» **TASK GOAL**
Count the lines below that hold the word "tree" and say how many, with no other text.

» **DATA FOR REVIEW**
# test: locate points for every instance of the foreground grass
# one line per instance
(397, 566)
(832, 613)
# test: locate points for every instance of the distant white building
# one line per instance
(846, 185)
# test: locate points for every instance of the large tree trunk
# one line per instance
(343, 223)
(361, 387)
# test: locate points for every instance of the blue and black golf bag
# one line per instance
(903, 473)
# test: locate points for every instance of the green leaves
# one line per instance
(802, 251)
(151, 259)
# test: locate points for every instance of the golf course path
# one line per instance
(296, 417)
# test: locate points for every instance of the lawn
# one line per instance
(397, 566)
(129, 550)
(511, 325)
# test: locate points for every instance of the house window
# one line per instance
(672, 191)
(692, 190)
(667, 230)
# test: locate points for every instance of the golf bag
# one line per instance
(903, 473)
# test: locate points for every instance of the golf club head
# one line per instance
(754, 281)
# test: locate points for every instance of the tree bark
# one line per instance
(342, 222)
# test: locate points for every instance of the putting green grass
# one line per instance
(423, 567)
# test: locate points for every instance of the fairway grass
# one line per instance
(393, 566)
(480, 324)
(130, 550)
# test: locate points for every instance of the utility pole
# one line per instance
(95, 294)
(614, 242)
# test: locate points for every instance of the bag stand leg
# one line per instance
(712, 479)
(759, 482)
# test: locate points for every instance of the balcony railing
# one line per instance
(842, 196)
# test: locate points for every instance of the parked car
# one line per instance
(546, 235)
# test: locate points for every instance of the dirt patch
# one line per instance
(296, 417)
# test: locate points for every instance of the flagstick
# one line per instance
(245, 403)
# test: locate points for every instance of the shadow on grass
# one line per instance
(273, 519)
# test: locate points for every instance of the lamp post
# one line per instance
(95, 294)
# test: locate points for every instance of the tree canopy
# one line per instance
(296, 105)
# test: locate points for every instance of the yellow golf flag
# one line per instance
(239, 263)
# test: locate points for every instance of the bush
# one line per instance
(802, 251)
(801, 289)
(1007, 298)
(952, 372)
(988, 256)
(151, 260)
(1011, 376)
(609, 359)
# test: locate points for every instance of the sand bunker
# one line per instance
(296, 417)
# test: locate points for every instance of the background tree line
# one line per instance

» **ANSWER BOX**
4